## Task objective
Copy the passage on body odor starting with "Spinach, lettuce, kale, arugula" and going on through "are under stress.", substituting "underarms" for each occurrence of "armpits".

## Provided passage
Spinach, lettuce, kale, arugula and other leafy green vegetables contain high levels of chlorophyll. Odour-inducing components in the body can be easily neutralised by chlorophyll…writes Lothungbeni Humtsoe
In simple terms, body odour is the smell your body exudes when sweat comes in contact with the bacteria. The odour is not a result of just sweat but the bacteria that causes the sweat to smell. The most common affected areas are the armpits, groin, and pubic areas.
While body odour is common in most people and the extent of the odour depends from person to person, an individual may be more prone to body odour if they are overweight, eat certain types of foods, have certain prior health conditions or are under stress.
There are many factors that cause our body to smell and according to Soumita Biswas, Chief Nutritionist, Aster RV Hospital, “Various factors like diet, sex, health, and medication contribute to body odour but the major contribution comes from bacterial activity on skin and gland secretions. There are three types of sweat glands present in the human body namely sebaceous glands, eccrine sweat glands and apocrine sweat glands. Body odour typically results from the apocrine sweat glands from which most chemical compounds are secreted that the microbiota present on the skin further processes into the substances that cause odour. Certain areas are more prone to this process, such as the underarm area, the navel area, the neck, the genitals and behind the ears. Largely the armpits are an area of concern in comparison to any other part of the body.”

## Given information
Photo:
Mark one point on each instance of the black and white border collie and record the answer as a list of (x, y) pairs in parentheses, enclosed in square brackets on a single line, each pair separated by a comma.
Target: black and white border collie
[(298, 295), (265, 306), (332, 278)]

## Solution below
Spinach, lettuce, kale, arugula and other leafy green vegetables contain high levels of chlorophyll. Odour-inducing components in the body can be easily neutralised by chlorophyll…writes Lothungbeni Humtsoe
In simple terms, body odour is the smell your body exudes when sweat comes in contact with the bacteria. The odour is not a result of just sweat but the bacteria that causes the sweat to smell. The most common affected areas are the underarms, groin, and pubic areas.
While body odour is common in most people and the extent of the odour depends from person to person, an individual may be more prone to body odour if they are overweight, eat certain types of foods, have certain prior health conditions or are under stress.